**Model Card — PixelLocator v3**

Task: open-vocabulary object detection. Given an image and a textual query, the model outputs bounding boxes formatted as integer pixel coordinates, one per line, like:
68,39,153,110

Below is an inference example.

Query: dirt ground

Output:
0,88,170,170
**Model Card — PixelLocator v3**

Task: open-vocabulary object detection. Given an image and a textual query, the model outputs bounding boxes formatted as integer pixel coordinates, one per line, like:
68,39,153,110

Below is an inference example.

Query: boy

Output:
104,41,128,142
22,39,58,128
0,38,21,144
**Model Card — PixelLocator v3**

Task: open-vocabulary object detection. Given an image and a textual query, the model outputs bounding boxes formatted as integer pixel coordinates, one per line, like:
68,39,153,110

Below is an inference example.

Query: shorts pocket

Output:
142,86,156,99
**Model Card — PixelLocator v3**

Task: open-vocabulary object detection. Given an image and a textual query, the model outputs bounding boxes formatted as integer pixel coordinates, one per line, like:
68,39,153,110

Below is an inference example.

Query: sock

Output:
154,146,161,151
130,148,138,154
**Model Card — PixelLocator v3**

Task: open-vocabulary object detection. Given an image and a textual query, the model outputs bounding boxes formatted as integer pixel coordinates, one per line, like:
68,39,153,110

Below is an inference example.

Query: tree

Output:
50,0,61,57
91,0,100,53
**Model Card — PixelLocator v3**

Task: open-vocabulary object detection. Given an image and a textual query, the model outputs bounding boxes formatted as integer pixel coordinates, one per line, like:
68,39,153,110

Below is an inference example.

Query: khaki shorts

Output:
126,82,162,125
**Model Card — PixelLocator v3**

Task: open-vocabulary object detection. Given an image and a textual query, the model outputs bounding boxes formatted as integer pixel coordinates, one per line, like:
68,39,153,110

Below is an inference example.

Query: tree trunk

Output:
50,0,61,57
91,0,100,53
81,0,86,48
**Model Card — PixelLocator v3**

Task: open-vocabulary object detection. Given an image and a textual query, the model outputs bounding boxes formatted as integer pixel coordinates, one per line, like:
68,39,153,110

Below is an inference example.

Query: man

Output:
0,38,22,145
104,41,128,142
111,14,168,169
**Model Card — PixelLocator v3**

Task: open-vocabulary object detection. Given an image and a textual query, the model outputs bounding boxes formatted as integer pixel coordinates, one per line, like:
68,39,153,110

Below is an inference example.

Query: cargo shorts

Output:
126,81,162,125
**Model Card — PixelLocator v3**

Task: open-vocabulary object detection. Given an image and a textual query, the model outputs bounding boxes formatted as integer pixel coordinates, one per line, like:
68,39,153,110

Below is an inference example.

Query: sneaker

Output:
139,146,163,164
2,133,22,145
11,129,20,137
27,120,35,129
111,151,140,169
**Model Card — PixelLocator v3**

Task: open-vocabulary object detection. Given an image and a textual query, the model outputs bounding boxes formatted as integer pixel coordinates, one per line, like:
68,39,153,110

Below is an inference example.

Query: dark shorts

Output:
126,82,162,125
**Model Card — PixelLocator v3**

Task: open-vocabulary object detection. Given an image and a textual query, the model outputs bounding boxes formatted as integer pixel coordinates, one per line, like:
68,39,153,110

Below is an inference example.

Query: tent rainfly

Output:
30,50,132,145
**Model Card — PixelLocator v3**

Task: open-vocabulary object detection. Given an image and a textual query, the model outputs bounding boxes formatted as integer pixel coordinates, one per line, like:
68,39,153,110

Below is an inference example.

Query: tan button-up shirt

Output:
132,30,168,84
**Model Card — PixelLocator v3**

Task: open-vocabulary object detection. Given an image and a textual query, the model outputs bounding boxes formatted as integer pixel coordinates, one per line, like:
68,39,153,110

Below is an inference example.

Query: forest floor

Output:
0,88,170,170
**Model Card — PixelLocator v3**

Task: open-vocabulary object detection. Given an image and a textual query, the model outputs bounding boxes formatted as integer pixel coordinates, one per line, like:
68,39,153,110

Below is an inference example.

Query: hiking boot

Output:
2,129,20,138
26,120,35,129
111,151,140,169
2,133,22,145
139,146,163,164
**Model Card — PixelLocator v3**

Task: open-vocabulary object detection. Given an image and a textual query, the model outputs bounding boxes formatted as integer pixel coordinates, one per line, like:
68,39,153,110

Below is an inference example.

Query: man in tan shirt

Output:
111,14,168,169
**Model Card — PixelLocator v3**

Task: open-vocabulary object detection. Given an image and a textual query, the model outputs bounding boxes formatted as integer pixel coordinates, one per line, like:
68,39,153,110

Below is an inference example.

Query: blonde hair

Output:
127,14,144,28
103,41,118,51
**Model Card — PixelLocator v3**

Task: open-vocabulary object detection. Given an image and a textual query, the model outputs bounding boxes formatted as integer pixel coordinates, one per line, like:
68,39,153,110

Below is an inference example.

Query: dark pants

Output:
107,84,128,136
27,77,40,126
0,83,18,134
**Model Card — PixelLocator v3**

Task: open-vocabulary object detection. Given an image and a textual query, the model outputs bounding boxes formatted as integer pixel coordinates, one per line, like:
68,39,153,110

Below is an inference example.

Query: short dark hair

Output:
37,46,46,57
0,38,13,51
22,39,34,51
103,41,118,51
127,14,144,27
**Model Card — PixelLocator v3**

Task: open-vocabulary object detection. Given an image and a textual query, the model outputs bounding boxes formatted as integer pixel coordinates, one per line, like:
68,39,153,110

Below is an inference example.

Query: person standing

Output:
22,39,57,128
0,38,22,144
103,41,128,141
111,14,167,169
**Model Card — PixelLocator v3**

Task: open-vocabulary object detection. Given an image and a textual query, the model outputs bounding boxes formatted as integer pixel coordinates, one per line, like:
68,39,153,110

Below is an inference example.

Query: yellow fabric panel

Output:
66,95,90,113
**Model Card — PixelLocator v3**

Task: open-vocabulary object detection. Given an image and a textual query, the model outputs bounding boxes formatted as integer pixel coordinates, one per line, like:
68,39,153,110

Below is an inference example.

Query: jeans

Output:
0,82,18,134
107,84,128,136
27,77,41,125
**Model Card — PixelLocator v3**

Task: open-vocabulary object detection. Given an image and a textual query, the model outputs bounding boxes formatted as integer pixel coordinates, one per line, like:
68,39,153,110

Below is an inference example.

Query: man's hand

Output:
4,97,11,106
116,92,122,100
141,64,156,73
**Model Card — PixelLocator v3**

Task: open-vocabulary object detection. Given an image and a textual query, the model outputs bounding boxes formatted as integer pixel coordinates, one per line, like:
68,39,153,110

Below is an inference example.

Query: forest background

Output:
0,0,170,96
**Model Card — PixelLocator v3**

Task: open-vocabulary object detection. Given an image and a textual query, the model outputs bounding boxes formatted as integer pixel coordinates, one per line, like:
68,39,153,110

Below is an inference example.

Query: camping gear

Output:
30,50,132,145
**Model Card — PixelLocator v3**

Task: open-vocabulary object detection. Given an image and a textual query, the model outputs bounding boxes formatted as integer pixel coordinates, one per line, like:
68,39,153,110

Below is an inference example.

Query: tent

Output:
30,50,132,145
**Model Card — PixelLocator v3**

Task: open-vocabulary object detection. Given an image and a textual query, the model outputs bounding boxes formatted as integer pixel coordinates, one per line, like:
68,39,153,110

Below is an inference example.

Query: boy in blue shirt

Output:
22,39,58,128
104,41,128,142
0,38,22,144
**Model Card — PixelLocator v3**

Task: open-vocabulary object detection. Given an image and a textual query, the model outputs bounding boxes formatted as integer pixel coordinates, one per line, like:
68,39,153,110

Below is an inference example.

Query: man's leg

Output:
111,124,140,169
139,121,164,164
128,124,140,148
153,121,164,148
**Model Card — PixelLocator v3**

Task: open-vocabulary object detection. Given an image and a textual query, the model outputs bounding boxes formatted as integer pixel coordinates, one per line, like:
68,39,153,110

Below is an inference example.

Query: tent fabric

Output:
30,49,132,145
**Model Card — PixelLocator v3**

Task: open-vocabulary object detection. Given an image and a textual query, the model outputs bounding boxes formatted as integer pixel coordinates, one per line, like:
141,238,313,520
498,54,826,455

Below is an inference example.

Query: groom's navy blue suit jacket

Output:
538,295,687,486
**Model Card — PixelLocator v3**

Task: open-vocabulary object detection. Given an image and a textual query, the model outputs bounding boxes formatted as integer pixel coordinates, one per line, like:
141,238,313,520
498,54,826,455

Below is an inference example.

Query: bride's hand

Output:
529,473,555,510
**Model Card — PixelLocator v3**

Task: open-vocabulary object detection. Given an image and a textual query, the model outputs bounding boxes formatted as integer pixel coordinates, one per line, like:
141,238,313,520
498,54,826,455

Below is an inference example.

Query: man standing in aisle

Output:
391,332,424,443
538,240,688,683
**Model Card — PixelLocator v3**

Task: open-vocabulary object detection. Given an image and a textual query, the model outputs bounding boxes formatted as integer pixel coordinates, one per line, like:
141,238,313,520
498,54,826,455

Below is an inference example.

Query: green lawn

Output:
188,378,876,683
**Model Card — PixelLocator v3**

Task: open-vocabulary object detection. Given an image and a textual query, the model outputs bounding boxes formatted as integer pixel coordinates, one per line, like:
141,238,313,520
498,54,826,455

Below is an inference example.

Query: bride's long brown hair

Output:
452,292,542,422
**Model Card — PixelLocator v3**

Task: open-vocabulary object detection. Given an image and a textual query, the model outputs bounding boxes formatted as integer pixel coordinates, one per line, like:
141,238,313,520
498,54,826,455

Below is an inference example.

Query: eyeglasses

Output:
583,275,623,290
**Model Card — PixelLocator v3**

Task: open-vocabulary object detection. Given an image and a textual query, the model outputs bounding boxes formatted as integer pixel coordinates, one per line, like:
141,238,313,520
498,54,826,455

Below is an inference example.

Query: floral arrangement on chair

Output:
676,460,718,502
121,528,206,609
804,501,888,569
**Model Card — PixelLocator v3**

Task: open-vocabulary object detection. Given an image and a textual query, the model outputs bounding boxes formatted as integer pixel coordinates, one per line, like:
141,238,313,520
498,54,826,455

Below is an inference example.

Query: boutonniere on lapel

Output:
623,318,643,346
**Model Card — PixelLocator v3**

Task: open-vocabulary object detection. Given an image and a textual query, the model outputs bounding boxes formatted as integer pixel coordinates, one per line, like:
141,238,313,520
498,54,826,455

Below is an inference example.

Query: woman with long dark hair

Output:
----------
- _Do this_
Please count the lines above that contain the word "shorts" and give only the number.

- _Task result_
4